**WHAT IS BEING ASKED**
Copy out the items below verbatim, from their beginning through the line that contains "point(347, 75)", and leave the pictures out of your copy.

[Items from a pointing dataset]
———

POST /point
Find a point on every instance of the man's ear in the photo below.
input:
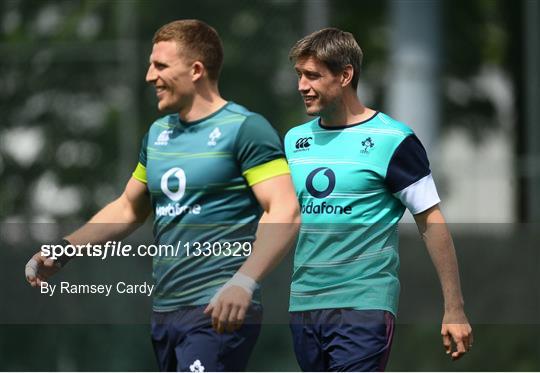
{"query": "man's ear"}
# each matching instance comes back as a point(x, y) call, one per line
point(197, 71)
point(347, 75)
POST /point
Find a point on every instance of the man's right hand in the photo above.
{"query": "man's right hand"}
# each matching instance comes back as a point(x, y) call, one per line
point(39, 268)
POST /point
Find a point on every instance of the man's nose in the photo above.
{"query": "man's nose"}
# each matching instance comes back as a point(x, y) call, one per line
point(303, 85)
point(151, 75)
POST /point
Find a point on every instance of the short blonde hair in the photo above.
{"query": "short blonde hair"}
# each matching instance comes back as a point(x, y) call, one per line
point(198, 40)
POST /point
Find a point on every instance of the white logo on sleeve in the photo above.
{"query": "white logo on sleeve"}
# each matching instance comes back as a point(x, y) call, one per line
point(214, 135)
point(163, 138)
point(181, 176)
point(196, 366)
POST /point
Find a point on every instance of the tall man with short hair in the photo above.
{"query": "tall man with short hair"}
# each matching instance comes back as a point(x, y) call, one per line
point(355, 171)
point(209, 171)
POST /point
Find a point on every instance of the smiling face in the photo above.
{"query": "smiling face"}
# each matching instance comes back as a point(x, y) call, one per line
point(172, 75)
point(320, 88)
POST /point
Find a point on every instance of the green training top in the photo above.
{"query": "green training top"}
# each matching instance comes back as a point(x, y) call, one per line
point(353, 184)
point(199, 176)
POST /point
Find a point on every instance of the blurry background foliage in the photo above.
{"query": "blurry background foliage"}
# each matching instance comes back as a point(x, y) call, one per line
point(74, 107)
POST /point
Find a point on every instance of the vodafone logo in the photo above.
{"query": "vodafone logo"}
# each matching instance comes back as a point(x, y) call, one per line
point(180, 175)
point(330, 175)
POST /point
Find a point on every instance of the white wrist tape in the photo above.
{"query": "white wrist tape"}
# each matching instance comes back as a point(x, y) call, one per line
point(245, 282)
point(241, 280)
point(30, 270)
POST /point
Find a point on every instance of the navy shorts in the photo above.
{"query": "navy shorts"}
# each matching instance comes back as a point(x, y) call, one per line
point(185, 341)
point(342, 339)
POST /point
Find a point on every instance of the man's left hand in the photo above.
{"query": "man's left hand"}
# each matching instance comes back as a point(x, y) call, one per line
point(228, 309)
point(457, 335)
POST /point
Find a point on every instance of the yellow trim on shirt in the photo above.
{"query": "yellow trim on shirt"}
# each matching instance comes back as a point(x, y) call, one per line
point(266, 171)
point(140, 173)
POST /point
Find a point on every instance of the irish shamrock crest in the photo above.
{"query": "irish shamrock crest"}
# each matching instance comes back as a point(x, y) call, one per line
point(367, 144)
point(196, 366)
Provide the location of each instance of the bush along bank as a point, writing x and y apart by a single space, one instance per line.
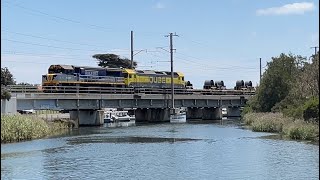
23 127
296 129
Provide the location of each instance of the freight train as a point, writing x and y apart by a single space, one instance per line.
214 85
83 76
65 78
241 85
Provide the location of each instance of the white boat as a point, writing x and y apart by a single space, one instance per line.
113 115
179 117
224 112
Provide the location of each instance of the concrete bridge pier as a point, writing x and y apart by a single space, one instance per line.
194 113
211 113
152 115
233 111
88 117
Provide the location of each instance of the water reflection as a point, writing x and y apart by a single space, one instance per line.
161 151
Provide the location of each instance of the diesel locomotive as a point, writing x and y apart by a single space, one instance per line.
84 76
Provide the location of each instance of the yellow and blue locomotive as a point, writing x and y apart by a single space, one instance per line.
83 76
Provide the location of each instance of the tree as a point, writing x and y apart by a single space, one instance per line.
6 77
113 61
276 82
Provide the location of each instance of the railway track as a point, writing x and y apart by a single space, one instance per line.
112 90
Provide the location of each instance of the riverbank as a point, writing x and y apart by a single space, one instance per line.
15 128
288 127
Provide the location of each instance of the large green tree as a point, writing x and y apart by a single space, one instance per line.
113 61
6 77
277 81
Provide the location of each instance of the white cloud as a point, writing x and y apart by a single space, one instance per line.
315 38
294 8
159 5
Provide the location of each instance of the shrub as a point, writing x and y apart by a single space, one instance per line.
18 127
311 109
301 130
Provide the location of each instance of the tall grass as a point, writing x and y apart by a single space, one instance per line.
24 127
276 122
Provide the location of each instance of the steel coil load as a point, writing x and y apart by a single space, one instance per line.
208 84
219 84
248 84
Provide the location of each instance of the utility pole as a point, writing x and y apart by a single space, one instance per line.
315 50
260 72
131 50
171 60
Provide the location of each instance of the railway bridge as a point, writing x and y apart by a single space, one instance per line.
149 105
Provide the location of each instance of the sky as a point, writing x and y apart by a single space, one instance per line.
217 40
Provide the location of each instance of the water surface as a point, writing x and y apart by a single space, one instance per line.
161 151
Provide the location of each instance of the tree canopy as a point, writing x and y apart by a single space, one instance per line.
289 85
6 77
113 61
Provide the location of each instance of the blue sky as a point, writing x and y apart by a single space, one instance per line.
218 40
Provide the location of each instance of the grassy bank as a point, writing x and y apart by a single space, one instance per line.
24 127
277 123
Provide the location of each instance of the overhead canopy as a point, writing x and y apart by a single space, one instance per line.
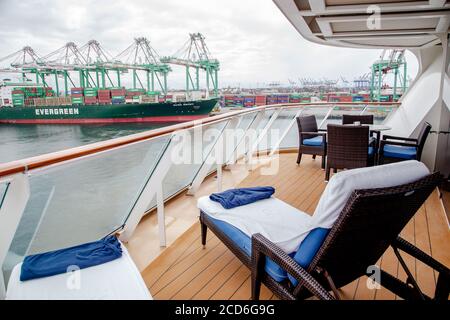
369 23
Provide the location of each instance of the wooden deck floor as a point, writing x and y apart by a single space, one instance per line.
186 270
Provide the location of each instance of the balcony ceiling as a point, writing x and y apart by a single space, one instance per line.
353 23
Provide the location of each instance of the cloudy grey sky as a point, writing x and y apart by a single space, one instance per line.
252 39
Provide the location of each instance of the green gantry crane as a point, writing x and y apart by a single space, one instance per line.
390 62
140 56
195 55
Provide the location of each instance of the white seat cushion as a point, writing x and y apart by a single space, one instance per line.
342 185
116 280
287 226
279 222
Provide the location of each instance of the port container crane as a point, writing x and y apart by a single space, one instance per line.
140 56
390 62
195 54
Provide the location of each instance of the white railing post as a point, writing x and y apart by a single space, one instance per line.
161 215
263 133
152 188
276 146
364 110
326 117
253 126
214 157
11 211
249 134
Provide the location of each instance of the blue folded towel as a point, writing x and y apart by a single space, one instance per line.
240 197
82 256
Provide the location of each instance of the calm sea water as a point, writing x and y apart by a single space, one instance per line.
23 141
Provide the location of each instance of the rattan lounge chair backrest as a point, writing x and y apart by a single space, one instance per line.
368 224
423 135
348 146
363 119
307 124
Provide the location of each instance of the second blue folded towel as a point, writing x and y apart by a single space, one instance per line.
82 256
239 197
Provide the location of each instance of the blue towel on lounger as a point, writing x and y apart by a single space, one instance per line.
82 256
240 197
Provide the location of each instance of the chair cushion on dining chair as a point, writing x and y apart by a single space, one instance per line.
408 153
313 142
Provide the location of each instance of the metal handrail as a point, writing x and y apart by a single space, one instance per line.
45 160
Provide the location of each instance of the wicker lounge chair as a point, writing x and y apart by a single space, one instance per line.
348 148
356 241
311 140
395 149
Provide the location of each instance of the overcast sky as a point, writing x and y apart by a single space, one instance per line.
253 41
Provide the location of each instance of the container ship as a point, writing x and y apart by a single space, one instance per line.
40 105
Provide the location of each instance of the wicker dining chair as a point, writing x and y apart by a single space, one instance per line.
395 149
311 141
356 242
363 119
348 148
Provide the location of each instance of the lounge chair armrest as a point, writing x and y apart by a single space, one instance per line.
415 252
322 134
387 137
262 247
396 143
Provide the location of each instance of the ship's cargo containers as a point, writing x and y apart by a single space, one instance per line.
249 101
346 99
238 101
385 98
282 99
148 99
90 92
333 98
76 90
260 100
118 92
180 98
104 96
357 98
271 99
305 100
77 100
90 100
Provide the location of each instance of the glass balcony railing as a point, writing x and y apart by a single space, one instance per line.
85 195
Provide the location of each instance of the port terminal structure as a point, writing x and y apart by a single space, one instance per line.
96 67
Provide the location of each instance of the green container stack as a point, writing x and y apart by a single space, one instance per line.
90 92
77 100
18 98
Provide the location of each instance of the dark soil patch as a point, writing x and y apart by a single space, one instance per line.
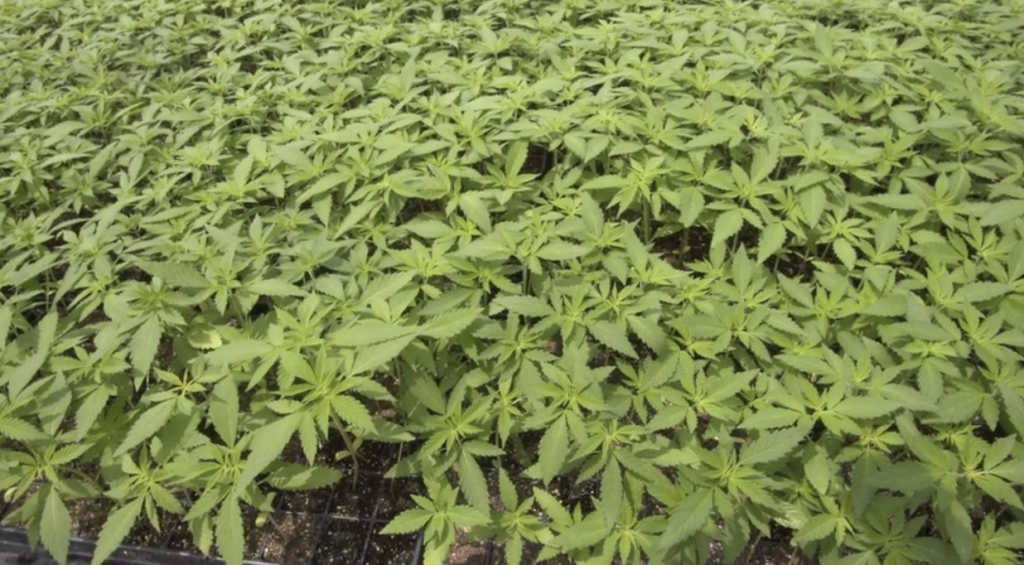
181 538
529 552
292 538
88 516
396 496
390 550
342 542
465 551
143 534
356 495
256 537
309 502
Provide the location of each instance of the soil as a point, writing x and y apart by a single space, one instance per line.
467 552
308 502
342 544
396 495
390 550
356 495
143 534
88 516
290 538
773 553
529 552
256 537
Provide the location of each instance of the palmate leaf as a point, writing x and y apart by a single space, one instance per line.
230 532
772 445
144 344
300 477
175 274
472 482
726 225
116 528
408 522
146 426
817 528
19 430
554 446
687 518
369 358
54 525
350 410
612 336
265 447
524 305
451 323
611 493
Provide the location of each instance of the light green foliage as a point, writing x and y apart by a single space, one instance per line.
742 267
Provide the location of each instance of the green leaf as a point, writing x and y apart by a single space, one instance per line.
585 533
230 532
818 472
772 446
726 225
524 305
554 446
846 253
147 425
144 344
175 274
613 337
769 418
980 292
562 251
451 323
116 528
373 357
223 411
473 483
351 411
300 477
19 430
552 508
865 407
611 493
274 287
812 202
410 521
265 447
816 528
369 332
709 139
687 518
771 241
54 526
1003 212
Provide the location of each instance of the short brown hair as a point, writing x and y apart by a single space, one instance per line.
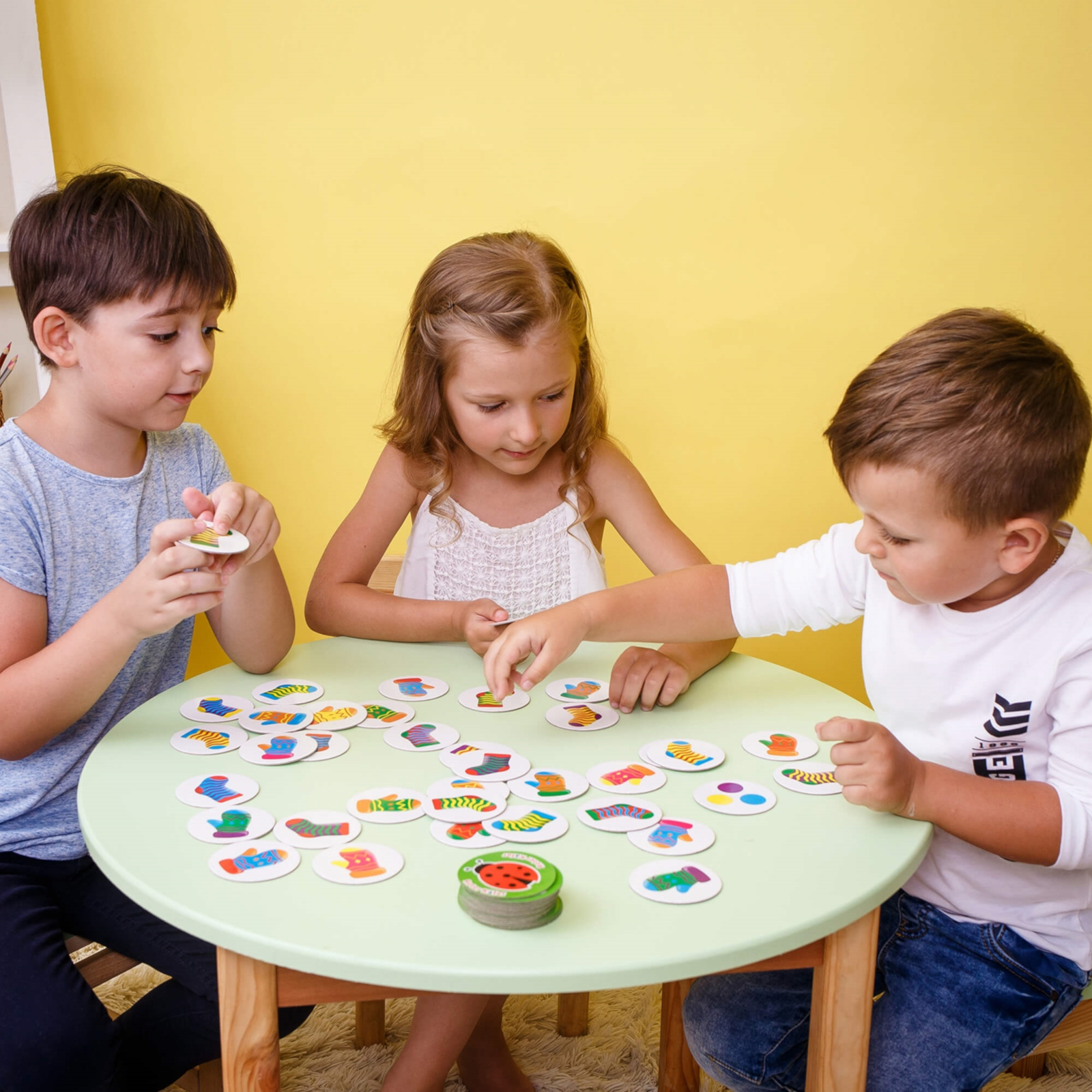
111 234
991 407
502 285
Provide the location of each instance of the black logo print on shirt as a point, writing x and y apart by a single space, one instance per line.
1001 756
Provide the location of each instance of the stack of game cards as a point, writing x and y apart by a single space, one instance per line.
511 890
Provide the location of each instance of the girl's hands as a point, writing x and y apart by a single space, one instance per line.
233 506
647 676
478 620
875 769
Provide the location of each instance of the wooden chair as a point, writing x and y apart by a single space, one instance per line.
1073 1031
100 964
371 1016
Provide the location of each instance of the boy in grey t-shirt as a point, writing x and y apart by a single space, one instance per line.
121 282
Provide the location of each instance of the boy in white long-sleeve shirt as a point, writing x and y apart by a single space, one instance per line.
962 445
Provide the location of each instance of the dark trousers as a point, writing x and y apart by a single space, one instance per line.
55 1035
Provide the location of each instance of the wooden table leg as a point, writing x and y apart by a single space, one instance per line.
678 1072
573 1014
249 1044
842 1008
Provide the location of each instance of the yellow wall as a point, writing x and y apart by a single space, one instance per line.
759 196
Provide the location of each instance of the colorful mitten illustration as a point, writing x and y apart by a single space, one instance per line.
474 803
389 803
491 764
216 708
413 688
287 688
332 715
620 811
420 735
808 777
307 829
580 717
684 879
216 789
575 691
684 753
360 863
254 860
780 745
533 820
633 773
322 738
232 824
278 748
549 784
385 715
669 833
212 738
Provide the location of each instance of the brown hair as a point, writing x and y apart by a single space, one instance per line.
504 287
112 234
992 407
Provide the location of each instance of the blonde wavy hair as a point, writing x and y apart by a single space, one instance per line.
507 287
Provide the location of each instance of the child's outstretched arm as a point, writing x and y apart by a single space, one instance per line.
686 605
255 624
341 603
647 676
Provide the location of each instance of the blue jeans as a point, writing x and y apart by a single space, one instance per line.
960 1003
55 1035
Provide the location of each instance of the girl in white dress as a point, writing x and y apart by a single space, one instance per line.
498 448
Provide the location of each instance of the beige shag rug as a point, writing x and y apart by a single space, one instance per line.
620 1054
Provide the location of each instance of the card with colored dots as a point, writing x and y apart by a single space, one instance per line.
732 797
209 542
209 740
329 744
254 862
358 864
491 766
413 688
626 778
677 884
780 746
334 715
216 709
420 736
388 804
234 822
216 790
577 688
685 755
674 837
386 713
616 816
528 824
278 751
287 691
316 830
463 835
813 779
453 756
268 719
496 789
483 700
467 805
580 717
551 786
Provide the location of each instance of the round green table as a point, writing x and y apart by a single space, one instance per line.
811 870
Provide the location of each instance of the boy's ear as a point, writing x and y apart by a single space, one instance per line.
53 333
1024 540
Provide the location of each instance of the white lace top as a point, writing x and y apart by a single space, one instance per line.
524 569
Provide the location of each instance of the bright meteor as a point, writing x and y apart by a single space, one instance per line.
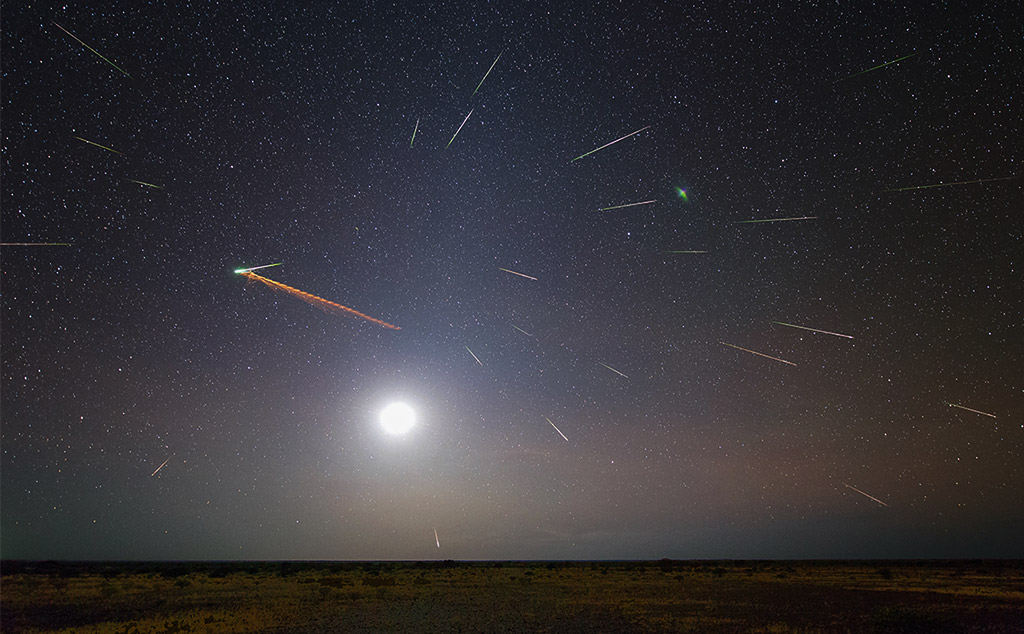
556 428
611 143
460 128
487 73
813 330
782 361
627 205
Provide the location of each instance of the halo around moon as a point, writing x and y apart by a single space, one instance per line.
397 419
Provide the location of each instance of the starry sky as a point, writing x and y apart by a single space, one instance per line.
276 132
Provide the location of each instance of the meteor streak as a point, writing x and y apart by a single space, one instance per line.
628 205
880 66
613 370
813 330
460 128
517 273
161 466
953 405
611 143
775 220
320 302
142 182
758 353
245 270
866 496
949 184
487 73
91 48
556 428
85 140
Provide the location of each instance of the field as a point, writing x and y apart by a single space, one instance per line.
448 596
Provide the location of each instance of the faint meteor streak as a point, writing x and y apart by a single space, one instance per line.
953 405
142 182
758 353
611 143
85 140
613 370
520 330
517 273
628 205
460 128
949 184
487 73
245 270
775 220
879 67
91 48
866 496
813 330
556 428
161 466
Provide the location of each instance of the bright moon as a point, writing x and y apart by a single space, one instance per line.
397 418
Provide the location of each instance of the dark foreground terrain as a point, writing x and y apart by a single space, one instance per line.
622 596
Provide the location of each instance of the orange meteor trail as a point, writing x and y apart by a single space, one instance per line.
323 304
781 361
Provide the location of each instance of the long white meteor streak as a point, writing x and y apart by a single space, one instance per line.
611 143
627 205
517 273
782 361
866 496
556 428
953 405
813 330
613 370
245 270
460 128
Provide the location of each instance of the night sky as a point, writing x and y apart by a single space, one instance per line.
283 134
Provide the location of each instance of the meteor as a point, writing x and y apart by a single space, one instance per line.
628 205
949 184
611 143
460 128
758 353
880 67
85 140
239 271
952 405
142 182
866 496
613 370
92 49
161 466
487 73
813 330
774 220
556 428
517 273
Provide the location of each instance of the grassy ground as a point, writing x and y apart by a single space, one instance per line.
657 596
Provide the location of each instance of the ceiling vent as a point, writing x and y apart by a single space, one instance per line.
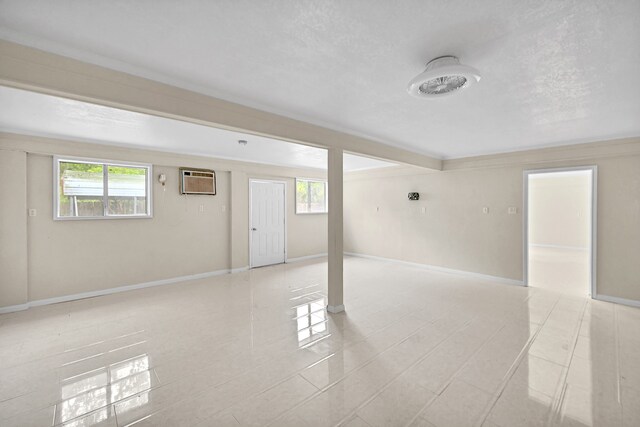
443 76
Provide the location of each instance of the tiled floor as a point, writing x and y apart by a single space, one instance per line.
257 348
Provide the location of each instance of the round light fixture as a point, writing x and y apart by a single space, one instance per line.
443 77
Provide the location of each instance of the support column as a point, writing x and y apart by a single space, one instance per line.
239 221
335 246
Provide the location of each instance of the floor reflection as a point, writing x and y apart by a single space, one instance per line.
311 319
93 392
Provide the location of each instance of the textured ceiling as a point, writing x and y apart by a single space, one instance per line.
554 72
50 116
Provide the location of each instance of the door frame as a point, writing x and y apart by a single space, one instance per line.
269 181
594 220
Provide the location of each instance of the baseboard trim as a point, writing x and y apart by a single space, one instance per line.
335 308
304 258
435 268
109 291
618 300
12 308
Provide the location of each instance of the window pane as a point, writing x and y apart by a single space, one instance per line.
80 190
127 192
311 196
317 196
302 196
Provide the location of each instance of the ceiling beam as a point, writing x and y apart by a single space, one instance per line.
27 68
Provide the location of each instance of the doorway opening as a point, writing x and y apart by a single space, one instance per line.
267 217
560 230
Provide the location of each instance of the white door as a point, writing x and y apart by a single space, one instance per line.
560 230
267 222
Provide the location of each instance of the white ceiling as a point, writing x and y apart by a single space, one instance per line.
50 116
554 71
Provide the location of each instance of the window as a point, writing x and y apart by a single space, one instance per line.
311 196
90 189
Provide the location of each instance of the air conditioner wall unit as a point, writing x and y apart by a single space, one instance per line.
197 181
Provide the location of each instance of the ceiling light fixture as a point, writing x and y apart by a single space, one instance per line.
442 77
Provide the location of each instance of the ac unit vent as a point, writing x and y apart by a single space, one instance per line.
197 181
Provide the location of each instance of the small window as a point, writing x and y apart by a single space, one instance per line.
311 196
90 189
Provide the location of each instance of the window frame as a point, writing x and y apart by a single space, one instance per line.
105 197
326 195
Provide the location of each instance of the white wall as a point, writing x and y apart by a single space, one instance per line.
454 233
70 257
13 227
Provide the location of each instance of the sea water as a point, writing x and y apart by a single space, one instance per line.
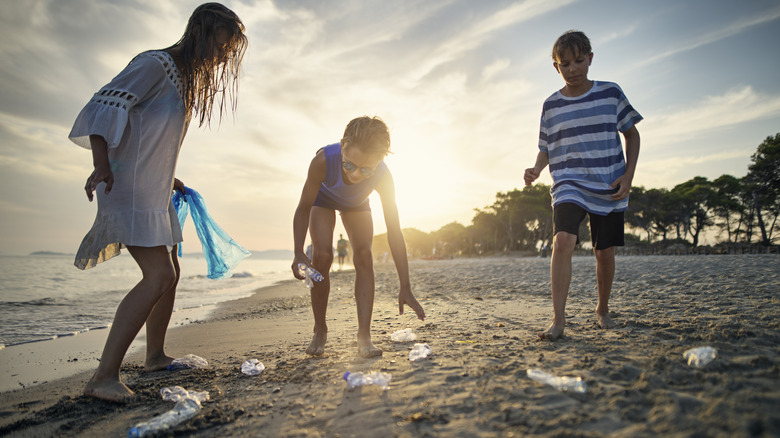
45 297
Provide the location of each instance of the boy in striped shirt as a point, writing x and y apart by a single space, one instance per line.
579 139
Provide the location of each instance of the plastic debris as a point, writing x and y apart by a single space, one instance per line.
575 384
373 378
419 351
310 275
187 406
188 362
176 393
403 336
252 367
221 251
698 357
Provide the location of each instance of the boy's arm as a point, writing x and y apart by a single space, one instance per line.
311 187
532 173
395 239
632 156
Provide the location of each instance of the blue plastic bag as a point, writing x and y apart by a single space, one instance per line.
221 251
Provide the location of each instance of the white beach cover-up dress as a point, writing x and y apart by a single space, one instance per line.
142 116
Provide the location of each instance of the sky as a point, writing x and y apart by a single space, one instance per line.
460 83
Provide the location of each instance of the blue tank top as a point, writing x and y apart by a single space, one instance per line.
335 192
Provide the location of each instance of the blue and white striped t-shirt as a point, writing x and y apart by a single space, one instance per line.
581 136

———

**ANSWER TO THIS PROBLEM**
POST /point
Find a point on every instance of the man's ear in the photo below.
input:
{"query": "man's ear"}
# each matching instance comes back as a point(x, y) call, one per line
point(197, 71)
point(347, 75)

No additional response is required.